**Reading passage:**
++++

The move has fuelled tension between supporters of Mr Blair and Gordon Brown, the man most likely to succeed him. Brownites warned yesterday that the Blair campaign could play into the Tories' hands as they try to portray the Chancellor as "anti-reform".

In a series of speeches over the next few months, Blairite ministers will unveil plans to extend choice in public services, including the National Health Service, and to reform the welfare and immigration systems. Although the offensive could reduce their prospects of keeping their cabinet posts in a Brown government, it is expected to be joined by John Reid, the Home Secretary; Patricia Hewitt, the Health Secretary; John Hutton, the Work and Pensions Secretary; Hazel Blears, the Labour chairman; and Hilary Armstrong, the Cabinet Office minister in charge of social exclusion.

Blairites deny that they are "setting tests" for Mr Brown but say that the Chancellor's response will help them to decide whether a Blairite should challenge him for the leadership. "We are not prepared to be pushed into a position where you are either pro-Gordon or for the old left," one minister said. "We are not going to let him determine the future of New Labour by himself."

A Blair aide said the Prime Minister would lead a debate this autumn on how to take New Labour on to the "next stage". He added: "He will make clear to the Labour Party that its continued success in office depends on it developing a New Labour account of how it needs to evolve and not simply turn back the clock to the past."

Brown allies attacked the move as "electoral madness" because it could help the Tories' efforts to destroy the coalition of support won by Labour in 1997. They said the Chancellor had called for a debate on how the party should renew itself but would not be "nailed" to a 10-year programme drawn up by Blairites.

Yesterday the Prime Minister came under pressure to quit soon from the former ministers Frank Dobson and Clare Short, who warned that he was damaging Labour's prospects.

++++

Referring expression pointing records
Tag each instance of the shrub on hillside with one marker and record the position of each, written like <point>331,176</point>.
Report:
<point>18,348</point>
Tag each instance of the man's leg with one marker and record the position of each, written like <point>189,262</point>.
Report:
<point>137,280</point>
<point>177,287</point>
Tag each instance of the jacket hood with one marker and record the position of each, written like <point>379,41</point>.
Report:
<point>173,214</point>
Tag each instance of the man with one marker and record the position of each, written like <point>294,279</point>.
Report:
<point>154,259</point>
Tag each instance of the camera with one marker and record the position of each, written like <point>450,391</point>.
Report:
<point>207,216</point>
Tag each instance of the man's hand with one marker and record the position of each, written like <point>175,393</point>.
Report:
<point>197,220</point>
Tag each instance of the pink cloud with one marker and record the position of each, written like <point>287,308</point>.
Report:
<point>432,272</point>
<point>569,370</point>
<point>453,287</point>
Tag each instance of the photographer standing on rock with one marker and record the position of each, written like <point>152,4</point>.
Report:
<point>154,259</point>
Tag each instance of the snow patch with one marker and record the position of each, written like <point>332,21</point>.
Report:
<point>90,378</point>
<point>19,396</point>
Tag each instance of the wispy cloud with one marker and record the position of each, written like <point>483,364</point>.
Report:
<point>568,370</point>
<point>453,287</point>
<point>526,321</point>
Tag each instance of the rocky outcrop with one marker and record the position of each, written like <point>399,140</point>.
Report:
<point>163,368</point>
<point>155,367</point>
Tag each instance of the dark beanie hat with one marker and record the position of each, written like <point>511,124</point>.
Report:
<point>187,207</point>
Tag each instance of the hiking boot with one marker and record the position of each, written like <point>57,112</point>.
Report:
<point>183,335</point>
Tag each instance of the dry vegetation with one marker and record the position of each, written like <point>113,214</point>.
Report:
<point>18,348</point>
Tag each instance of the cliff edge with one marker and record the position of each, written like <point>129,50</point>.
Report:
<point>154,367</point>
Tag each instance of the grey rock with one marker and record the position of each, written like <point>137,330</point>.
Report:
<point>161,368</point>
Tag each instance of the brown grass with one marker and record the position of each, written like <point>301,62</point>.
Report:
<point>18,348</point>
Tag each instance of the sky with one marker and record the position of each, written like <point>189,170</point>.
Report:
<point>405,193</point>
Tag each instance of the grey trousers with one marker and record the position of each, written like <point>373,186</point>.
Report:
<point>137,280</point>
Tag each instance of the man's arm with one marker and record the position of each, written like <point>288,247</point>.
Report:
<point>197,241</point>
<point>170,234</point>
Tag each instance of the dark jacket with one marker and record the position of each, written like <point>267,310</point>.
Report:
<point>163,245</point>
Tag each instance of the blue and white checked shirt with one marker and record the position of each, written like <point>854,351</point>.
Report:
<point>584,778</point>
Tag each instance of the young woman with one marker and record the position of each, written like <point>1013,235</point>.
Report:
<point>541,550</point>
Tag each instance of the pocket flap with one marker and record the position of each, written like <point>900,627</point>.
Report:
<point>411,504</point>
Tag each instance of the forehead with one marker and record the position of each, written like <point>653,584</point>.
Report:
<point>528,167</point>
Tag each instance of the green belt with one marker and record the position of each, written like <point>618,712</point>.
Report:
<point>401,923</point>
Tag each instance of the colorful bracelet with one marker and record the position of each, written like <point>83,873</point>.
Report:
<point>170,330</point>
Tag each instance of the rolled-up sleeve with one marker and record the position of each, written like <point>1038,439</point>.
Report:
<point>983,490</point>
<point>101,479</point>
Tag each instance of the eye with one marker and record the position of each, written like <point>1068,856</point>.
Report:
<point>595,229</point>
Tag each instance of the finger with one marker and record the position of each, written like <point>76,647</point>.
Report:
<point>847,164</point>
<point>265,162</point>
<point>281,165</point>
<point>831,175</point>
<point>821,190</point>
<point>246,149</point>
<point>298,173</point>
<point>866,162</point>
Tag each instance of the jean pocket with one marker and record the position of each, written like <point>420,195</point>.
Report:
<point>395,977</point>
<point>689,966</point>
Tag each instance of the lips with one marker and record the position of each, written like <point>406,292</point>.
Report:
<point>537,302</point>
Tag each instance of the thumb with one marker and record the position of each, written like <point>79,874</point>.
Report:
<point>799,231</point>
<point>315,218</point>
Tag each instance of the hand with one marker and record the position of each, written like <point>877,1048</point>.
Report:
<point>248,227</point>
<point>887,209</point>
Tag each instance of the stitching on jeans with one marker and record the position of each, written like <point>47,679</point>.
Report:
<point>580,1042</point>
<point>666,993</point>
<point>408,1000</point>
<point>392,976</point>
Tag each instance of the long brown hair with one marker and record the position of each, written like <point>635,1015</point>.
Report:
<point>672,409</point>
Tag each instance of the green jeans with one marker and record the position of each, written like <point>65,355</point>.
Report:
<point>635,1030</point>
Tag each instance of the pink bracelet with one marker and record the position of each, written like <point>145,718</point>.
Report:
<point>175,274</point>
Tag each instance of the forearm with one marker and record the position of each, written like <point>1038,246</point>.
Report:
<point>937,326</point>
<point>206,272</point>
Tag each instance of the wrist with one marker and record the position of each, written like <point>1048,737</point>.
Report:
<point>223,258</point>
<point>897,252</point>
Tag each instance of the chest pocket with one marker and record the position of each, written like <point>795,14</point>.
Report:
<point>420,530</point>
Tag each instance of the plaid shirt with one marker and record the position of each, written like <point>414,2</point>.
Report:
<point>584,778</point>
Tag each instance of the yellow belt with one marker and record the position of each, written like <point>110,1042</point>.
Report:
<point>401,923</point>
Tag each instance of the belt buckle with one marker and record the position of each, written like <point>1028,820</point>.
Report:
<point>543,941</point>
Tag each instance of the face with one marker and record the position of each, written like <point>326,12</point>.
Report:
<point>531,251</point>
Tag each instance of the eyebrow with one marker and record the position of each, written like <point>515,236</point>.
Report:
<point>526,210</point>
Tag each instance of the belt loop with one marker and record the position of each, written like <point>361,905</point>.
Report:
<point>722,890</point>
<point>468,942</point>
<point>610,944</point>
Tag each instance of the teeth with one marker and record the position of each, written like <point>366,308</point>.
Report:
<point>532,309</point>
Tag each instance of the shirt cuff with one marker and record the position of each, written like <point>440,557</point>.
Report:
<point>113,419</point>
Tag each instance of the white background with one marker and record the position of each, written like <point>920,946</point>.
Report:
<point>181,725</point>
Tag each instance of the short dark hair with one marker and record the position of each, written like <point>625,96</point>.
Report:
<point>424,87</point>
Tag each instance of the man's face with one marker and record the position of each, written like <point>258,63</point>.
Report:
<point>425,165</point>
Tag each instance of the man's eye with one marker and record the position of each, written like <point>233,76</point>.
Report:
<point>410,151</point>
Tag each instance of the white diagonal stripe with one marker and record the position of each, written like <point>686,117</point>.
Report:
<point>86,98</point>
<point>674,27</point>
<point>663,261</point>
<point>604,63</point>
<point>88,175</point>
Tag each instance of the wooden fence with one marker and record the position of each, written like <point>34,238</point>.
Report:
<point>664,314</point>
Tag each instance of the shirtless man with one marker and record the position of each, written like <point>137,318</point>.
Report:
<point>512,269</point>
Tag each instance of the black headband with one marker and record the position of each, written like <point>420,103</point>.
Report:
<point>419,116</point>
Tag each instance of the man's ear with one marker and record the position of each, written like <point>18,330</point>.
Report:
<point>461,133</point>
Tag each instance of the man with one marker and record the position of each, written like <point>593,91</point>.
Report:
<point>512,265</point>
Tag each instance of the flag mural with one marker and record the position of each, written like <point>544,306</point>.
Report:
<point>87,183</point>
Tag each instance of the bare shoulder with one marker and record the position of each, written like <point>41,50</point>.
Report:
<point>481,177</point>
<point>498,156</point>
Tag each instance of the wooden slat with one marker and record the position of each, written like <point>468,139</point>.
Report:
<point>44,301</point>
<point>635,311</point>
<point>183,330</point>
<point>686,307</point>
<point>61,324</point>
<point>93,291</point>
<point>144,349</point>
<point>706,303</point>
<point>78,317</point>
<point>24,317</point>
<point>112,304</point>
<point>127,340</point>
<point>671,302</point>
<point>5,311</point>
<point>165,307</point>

++++

**Work request 1:**
Answer these questions from the article on the Labour leadership:
(a) Who is named as the Health Secretary?
(b) What did Brown allies call the move?
(c) Which former ministers pressed the Prime Minister to quit soon?
**Work request 2:**
Decide whether each statement agrees with the article on the Labour leadership, quoting the words that settle it:
(a) Hazel Blears is the Labour chairman.
(b) Brown allies said the Chancellor had refused any debate on how the party should renew itself.
(c) The Blairite ministers plan to give their speeches over the next few weeks.
**Work request 3:** Please write the next part of the article on the Labour leadership, picking up after its final sentence.

**Reply 1:**
(a) Patricia Hewitt
(b) "electoral madness"
(c) Frank Dobson and Clare Short

**Reply 2:**
(a) Yes: "Hazel Blears, the Labour chairman"
(b) No: "They said the Chancellor had called for a debate on how the party should renew itself"
(c) No: "In a series of speeches over the next few months"

**Reply 3:**
Derek Simpson, general secretary of the Amicus union, accused Mr Blair of having "infected" the party with a "Tory agenda dressed up in Labour clothes".

Lord Falconer of Thoroton, the Lord Chancellor, made clear Mr Blair would rebuff demands to spell out his departure timetable at Labour's conference in Manchester next month. "This is not the time to try to change the leader," he said. "In terms of addressing the attacks on this country by terrorists, in terms of being a world statesman, I don't think anybody could do the job better."

Mike Gapes, the normally loyal Labour chairman of the Commons Foreign Affairs Select Committee, said Mr Blair was seen as too close to President George Bush. "The Prime Minister's strategy has always been what is called 'hug them close'," he told the BBC. He argued that a different personality might reassure the public and Labour Party that "we don't always go along with the American position".

The same criticism was made by Jimmy Carter, the former American president, who said he was "surprised and extremely disappointed" by Mr Blair's stance. "More than any other person in the world, the Prime Minster could have had a really moderating influence on Washington - and he has not," he said.